### EXERCISE DESCRIPTION
Each record has to be repeated exactly as given.

━━━━━ SOURCE MATERIAL ━━━━━

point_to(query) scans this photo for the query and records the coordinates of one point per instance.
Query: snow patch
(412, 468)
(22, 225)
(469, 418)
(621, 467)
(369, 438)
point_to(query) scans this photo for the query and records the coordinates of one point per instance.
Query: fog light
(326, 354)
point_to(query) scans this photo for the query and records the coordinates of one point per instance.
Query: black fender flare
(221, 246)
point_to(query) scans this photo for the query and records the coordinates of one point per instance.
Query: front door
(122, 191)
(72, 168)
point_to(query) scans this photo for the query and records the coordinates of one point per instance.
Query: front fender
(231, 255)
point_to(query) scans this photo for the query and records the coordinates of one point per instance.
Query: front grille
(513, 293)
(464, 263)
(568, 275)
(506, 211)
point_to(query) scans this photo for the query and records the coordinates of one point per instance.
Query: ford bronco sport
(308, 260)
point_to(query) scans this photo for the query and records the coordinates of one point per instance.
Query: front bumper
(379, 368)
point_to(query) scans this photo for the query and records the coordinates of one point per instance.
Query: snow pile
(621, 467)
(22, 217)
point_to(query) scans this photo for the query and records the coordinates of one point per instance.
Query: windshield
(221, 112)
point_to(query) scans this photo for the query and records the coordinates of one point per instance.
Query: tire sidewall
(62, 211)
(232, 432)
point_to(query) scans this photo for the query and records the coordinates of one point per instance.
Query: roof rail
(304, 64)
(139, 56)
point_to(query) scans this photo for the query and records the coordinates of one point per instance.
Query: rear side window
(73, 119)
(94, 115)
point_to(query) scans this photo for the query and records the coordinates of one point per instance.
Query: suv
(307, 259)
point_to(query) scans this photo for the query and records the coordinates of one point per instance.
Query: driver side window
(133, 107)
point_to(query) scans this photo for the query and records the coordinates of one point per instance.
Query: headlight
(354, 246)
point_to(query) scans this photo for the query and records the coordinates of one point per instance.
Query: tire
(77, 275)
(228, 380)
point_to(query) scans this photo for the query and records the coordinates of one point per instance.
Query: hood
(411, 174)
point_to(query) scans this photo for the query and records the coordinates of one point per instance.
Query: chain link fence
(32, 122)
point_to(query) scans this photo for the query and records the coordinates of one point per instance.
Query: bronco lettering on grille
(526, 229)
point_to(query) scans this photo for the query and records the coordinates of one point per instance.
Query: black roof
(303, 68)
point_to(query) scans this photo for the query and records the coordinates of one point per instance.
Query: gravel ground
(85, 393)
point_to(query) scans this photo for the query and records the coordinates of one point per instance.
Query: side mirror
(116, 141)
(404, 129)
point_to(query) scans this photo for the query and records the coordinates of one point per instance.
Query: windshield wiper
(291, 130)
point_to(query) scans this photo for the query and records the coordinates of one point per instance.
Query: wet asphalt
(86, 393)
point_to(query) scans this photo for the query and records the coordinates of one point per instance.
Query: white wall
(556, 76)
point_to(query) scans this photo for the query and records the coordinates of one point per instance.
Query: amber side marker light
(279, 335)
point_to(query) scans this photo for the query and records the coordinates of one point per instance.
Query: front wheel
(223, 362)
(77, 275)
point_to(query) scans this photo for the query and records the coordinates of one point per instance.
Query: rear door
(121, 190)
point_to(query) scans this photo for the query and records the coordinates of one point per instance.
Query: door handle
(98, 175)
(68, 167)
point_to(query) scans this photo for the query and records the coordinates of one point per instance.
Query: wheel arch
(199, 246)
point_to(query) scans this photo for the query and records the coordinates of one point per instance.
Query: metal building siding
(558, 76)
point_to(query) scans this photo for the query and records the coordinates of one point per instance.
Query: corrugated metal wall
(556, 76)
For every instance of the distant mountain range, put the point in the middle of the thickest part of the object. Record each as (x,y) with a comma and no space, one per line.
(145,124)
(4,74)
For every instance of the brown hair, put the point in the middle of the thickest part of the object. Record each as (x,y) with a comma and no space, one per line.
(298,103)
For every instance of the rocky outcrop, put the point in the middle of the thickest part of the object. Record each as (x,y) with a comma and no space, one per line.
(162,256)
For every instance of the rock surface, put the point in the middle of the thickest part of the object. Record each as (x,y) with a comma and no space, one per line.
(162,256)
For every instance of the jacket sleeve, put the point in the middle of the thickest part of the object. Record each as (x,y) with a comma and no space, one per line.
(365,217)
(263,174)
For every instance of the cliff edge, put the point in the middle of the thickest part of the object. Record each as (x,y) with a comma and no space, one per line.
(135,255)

━━━━━

### RESPONSE TO THIS EXERCISE
point_to(query) scans this photo for the query and records the coordinates of one point per instance.
Query: snow patch
(412, 468)
(22, 225)
(469, 418)
(621, 467)
(369, 438)
point_to(query) scans this photo for the query and records the coordinates of one point per instance.
Query: fog light
(326, 354)
point_to(query) scans this photo for the query and records the coordinates of one point per instance.
Query: black fender flare
(221, 246)
point_to(query) scans this photo for the query and records the coordinates of one point per instance.
Query: front door
(122, 191)
(72, 168)
point_to(query) scans this photo for the query and records the coordinates of one point per instance.
Query: front fender
(231, 255)
point_to(query) scans this photo for the query and records the coordinates of one point per instance.
Query: front grille
(513, 293)
(464, 263)
(568, 275)
(506, 211)
point_to(query) scans this photo for the query and records the coordinates of one point per instance.
Query: ford bronco sport
(308, 260)
point_to(query) scans this photo for the query and records the coordinates of one point per instance.
Query: front bumper
(379, 368)
point_to(query) scans this photo for the query and records the coordinates of one point per instance.
Query: snow pile
(621, 467)
(22, 217)
point_to(query) scans this photo for the query and records the coordinates of one point per instance.
Query: windshield
(221, 112)
point_to(query) scans this photo for the query and records the coordinates of one point per instance.
Query: tire sidewall
(62, 211)
(232, 432)
point_to(query) scans this photo for the query and records the coordinates of one point per instance.
Query: roof rail
(304, 64)
(139, 56)
point_to(query) scans this photo for the query and records the coordinates of one point per instance.
Query: rear side window
(73, 119)
(94, 115)
point_to(query) scans this photo for the query and records the coordinates of one point per instance.
Query: suv
(307, 259)
point_to(query) scans this photo for the query and records the coordinates of one point per instance.
Query: driver side window
(133, 107)
point_to(query) scans this photo for the query and records the coordinates of one point per instance.
Query: headlight
(354, 246)
point_to(query) scans this photo for the query and records the coordinates of one point per instance.
Query: tire
(77, 275)
(228, 380)
point_to(query) scans this photo for the query and records the coordinates of one point per instance.
Query: hood
(411, 174)
point_to(query) scans this photo for the query and records the coordinates of one point per instance.
Query: chain link fence
(32, 122)
point_to(query) scans this photo for the query and records the coordinates of one point per instance.
Query: bronco lettering on grille
(526, 229)
point_to(query) scans this photo for the query and records the coordinates of one point per instance.
Query: black roof
(303, 68)
point_to(query) scans this photo for the query and records the coordinates of one point per instance.
Query: gravel ground
(85, 393)
point_to(query) scans this photo for the query and records the coordinates of one point per instance.
Query: side mirror
(116, 141)
(404, 129)
point_to(query) scans this photo for the query and records the coordinates of one point per instance.
Query: windshield wiper
(291, 130)
point_to(query) scans this photo for the query and records the coordinates of one point per instance.
Query: wet asphalt
(86, 393)
point_to(query) scans this photo for the query and records the coordinates of one point per instance.
Query: white wall
(556, 76)
point_to(query) scans this photo for the query and records the coordinates of one point per instance.
Query: amber side marker light
(279, 335)
point_to(query) scans this photo for the query and records the coordinates of one point per instance.
Query: front wheel
(223, 362)
(77, 275)
point_to(query) scans this photo for the query and records the coordinates of one point per instance.
Query: rear door
(121, 190)
point_to(query) scans this photo for the query and records the coordinates of one point per instance.
Query: door handle
(98, 175)
(68, 167)
point_to(query) scans this photo for the query and records the coordinates of one point per instance.
Query: wheel arch
(199, 246)
point_to(query) scans this photo for the query and records the coordinates of one point per instance.
Query: metal building siding
(558, 76)
point_to(query) scans this photo for the query and records the coordinates of one point per instance.
Query: corrugated metal wall
(556, 76)
For every instance of the distant mountain range, put the point in the middle of the thickest part of the object. Record each as (x,y) with a comma and no space, one per line.
(145,124)
(4,74)
For every instance of the brown hair, put the point in the middle of the thickest part of the object. Record each as (x,y) with a comma and no space, one per line.
(298,103)
For every instance of the rocky outcrop, put the point in the middle of the thickest part of the object. Record each as (x,y) with a comma and no space, one per line.
(162,256)
For every instance of the rock surface, put the point in the middle of the thickest part of the object. Record each as (x,y) with a comma and no space, one per line.
(162,256)
For every instance of the jacket sleeve, put the point in the middle of the thickest part of the object. Record each as (x,y) with a comma and no space, one per line.
(365,217)
(263,174)
For every instance of the cliff edge, put the point in the middle of the thickest part of the object. Record each as (x,y) with a comma and no space, one per line.
(135,255)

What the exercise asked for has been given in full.